» The exercise: Retype precisely the section of the data that starts at the line containing "find the black rubber" and runs to its final line, ends included.

** BEGIN **

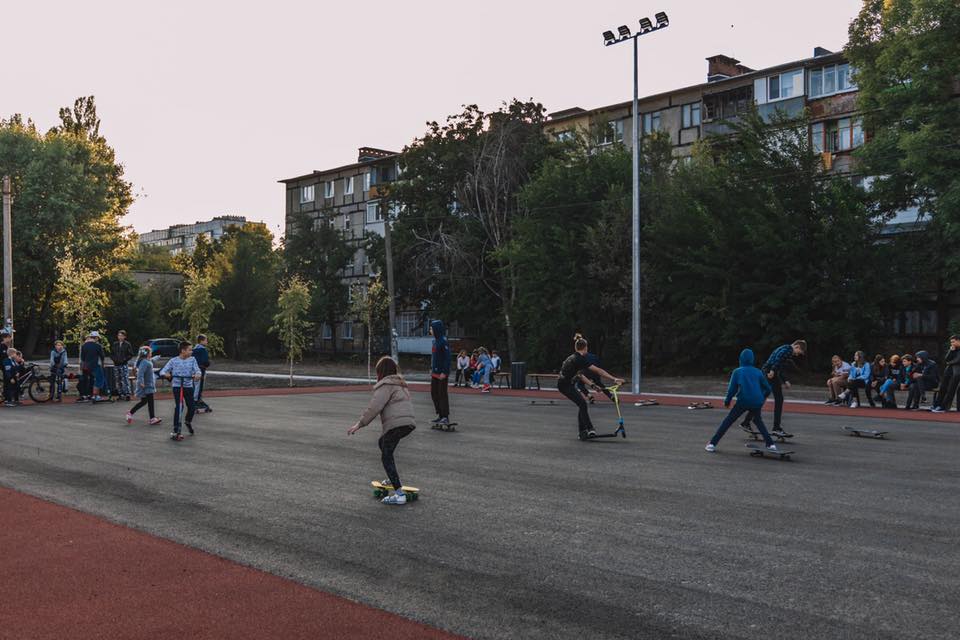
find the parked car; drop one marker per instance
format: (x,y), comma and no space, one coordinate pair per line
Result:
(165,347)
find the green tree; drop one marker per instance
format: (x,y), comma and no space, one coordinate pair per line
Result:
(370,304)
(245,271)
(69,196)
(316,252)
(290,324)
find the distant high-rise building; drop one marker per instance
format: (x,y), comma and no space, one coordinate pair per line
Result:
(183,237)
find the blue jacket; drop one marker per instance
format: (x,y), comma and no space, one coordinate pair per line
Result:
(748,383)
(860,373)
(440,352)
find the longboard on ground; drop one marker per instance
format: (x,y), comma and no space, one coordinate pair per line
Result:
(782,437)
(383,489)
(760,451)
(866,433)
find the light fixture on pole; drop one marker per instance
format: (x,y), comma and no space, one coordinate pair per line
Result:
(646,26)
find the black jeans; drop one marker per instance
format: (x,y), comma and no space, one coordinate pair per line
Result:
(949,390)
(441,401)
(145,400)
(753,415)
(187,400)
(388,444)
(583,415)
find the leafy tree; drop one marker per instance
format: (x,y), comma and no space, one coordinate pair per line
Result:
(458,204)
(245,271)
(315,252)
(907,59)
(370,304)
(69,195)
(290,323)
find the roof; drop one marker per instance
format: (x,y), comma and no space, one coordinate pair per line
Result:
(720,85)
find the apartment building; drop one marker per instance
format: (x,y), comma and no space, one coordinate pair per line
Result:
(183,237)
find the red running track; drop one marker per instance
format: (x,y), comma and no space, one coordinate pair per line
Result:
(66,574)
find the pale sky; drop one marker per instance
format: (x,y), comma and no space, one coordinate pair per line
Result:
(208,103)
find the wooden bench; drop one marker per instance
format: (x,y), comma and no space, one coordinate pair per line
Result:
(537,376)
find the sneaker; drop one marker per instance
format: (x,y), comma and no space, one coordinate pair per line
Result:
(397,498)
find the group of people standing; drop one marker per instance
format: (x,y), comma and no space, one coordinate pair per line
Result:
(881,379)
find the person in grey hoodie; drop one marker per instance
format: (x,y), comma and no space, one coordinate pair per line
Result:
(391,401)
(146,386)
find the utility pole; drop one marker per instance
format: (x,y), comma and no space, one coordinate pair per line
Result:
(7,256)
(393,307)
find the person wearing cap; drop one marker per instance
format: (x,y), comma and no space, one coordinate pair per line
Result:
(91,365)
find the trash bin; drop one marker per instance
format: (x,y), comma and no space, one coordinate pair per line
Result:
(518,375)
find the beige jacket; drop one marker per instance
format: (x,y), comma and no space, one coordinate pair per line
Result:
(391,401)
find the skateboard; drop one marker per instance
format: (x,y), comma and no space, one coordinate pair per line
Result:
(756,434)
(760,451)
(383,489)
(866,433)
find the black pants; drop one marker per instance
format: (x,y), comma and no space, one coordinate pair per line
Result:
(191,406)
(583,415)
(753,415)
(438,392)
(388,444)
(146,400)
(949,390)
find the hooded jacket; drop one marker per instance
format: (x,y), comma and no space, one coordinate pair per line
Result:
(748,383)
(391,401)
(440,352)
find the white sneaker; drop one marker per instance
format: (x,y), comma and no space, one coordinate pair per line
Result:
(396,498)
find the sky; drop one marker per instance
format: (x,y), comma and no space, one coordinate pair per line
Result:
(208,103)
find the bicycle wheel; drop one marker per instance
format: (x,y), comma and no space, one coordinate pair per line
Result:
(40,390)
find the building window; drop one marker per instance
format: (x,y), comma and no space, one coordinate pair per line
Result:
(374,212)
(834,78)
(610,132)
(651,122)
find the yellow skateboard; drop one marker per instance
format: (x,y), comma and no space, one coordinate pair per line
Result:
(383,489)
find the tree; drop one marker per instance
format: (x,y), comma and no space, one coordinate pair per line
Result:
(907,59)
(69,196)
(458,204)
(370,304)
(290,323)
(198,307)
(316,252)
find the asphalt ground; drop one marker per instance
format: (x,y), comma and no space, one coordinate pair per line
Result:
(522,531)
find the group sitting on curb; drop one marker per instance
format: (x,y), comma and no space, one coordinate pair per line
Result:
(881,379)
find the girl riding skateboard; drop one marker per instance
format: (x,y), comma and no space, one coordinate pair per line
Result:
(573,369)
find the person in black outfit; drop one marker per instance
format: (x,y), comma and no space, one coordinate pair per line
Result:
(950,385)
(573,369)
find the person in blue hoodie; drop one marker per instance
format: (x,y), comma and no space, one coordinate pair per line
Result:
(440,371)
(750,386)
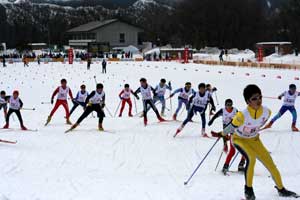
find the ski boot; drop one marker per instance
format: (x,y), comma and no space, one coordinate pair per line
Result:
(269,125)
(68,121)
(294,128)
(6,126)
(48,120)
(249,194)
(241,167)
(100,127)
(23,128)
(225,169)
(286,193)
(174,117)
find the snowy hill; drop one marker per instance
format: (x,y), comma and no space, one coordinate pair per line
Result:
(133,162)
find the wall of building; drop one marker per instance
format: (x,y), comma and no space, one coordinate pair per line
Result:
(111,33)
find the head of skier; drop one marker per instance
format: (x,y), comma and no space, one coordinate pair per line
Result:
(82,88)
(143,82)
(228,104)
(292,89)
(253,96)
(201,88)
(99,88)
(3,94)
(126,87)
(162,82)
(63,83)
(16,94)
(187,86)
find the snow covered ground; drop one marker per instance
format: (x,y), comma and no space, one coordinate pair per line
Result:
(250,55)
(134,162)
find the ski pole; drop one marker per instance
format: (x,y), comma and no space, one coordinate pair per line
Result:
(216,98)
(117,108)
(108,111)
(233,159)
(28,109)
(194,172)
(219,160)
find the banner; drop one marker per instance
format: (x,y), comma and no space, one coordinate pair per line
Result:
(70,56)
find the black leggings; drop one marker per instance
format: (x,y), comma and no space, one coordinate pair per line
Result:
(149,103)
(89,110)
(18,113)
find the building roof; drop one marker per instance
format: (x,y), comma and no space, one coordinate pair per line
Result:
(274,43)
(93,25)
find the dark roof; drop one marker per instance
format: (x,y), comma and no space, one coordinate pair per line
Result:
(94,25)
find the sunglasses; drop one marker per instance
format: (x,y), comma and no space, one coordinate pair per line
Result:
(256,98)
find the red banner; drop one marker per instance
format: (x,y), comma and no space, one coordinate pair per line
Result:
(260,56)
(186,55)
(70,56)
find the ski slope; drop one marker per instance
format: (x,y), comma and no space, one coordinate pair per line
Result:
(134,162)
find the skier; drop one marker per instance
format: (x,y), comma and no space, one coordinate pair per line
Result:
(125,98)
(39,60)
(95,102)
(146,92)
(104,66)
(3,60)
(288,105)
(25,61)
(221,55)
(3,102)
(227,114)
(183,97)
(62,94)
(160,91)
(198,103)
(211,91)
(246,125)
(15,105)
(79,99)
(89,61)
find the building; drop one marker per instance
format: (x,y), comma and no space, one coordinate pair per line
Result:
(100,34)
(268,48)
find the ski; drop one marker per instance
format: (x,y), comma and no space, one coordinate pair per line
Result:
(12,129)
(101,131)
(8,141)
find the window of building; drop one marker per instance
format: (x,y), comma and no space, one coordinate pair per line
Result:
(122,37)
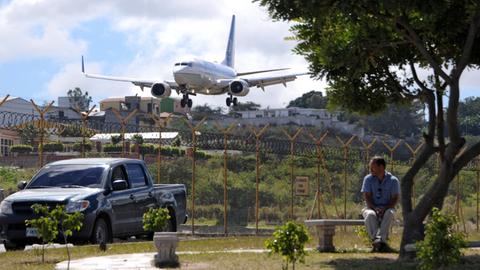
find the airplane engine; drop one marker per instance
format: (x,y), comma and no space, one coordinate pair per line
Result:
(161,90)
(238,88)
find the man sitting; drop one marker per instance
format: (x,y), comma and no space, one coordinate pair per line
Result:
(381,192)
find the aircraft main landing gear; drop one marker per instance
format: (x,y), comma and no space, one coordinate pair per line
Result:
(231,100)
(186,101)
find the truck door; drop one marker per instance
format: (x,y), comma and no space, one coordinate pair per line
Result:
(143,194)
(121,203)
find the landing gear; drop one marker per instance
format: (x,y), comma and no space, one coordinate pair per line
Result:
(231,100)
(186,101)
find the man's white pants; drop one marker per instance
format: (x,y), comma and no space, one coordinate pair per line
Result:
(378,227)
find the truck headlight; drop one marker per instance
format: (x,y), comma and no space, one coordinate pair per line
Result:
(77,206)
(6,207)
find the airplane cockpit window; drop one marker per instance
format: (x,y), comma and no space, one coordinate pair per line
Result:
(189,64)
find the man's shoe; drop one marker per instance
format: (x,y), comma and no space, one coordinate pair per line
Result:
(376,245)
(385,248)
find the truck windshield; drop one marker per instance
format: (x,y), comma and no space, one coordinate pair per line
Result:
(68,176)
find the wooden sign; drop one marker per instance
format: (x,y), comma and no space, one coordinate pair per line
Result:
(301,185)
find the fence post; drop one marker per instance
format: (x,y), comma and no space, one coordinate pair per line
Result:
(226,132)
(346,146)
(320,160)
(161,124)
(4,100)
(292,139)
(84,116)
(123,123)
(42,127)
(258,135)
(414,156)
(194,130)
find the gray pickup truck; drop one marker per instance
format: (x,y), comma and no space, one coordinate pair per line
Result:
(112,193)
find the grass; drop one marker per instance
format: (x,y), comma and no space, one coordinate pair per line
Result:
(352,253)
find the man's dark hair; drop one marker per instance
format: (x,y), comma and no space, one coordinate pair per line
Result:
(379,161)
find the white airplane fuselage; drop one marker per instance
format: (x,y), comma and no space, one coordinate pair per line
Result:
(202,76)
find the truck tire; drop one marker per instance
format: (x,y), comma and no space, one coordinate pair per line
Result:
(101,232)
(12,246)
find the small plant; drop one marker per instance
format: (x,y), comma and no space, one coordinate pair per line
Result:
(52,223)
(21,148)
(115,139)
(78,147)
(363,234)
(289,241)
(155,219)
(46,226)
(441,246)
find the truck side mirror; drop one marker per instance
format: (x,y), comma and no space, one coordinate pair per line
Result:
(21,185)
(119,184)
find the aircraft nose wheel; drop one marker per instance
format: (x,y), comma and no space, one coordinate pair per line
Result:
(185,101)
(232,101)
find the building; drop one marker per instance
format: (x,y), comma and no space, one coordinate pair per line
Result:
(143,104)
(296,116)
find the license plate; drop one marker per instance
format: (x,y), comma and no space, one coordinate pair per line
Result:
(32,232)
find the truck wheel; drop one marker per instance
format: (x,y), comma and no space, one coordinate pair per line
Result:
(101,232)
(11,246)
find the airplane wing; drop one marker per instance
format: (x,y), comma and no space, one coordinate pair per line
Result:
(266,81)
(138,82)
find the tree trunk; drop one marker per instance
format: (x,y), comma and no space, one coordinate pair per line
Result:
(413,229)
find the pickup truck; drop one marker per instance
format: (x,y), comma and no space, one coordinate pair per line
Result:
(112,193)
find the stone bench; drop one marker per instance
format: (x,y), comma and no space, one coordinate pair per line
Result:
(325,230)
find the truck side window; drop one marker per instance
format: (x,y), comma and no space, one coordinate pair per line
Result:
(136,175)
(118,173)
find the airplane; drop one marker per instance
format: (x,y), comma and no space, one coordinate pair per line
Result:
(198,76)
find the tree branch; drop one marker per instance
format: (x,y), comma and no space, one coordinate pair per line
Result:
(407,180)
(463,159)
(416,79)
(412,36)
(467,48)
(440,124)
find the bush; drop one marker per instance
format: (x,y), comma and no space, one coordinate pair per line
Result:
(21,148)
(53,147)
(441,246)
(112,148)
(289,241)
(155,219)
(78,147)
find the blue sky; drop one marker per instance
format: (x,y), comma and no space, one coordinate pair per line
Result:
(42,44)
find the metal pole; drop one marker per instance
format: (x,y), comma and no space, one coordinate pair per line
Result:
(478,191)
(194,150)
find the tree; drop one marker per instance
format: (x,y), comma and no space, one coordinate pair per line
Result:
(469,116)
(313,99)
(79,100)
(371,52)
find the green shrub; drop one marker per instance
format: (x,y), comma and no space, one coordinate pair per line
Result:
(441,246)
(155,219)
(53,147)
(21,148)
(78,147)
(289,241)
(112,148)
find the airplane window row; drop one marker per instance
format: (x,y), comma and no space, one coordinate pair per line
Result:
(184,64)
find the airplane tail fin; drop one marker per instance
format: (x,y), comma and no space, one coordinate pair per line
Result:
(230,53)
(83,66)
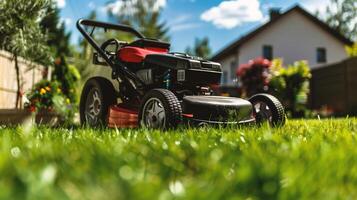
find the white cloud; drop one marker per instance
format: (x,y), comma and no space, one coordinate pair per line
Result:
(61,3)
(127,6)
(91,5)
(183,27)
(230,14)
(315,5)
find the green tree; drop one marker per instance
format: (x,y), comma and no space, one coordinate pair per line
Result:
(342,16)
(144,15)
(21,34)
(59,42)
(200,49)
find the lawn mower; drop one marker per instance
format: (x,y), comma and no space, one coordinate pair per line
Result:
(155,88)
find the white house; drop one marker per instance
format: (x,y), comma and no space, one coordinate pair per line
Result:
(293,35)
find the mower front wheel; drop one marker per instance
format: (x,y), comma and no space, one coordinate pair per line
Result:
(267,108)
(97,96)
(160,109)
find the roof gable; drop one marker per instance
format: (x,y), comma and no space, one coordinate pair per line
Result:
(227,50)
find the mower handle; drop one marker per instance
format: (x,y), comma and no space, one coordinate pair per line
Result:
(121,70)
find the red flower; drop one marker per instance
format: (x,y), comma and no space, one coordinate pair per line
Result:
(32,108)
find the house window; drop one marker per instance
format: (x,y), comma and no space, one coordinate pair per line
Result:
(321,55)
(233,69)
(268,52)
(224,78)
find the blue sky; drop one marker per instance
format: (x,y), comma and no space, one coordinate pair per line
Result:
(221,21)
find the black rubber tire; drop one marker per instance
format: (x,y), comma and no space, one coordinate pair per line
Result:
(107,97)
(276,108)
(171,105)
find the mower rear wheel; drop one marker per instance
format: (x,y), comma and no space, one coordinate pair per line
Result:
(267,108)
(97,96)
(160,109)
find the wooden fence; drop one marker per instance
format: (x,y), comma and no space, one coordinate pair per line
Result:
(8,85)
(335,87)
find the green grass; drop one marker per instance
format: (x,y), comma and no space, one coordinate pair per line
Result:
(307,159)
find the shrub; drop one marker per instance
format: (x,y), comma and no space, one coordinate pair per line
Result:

** END **

» Response below:
find the black rubber tire; drop one marker per instance
format: (x,y), comma and no space, one coordinate pair per line
Result:
(107,97)
(276,108)
(171,105)
find the mower rear wheel; drop one marker per instance
format: (x,y), comma and no space, one coordinate pair per line
Result:
(267,108)
(97,96)
(160,109)
find the wooden fence; drop one marker per instance
format: (x,y), comma and no space, one coordinate pair per line
Result:
(8,85)
(335,87)
find the green grass; drop one marker per instance
format: (x,y), comma and no space, one coordinate pair per line
Result:
(307,159)
find the shrub; drop one marker per instance
format: (x,y), comma and no space, one coordinate pair per line
Result:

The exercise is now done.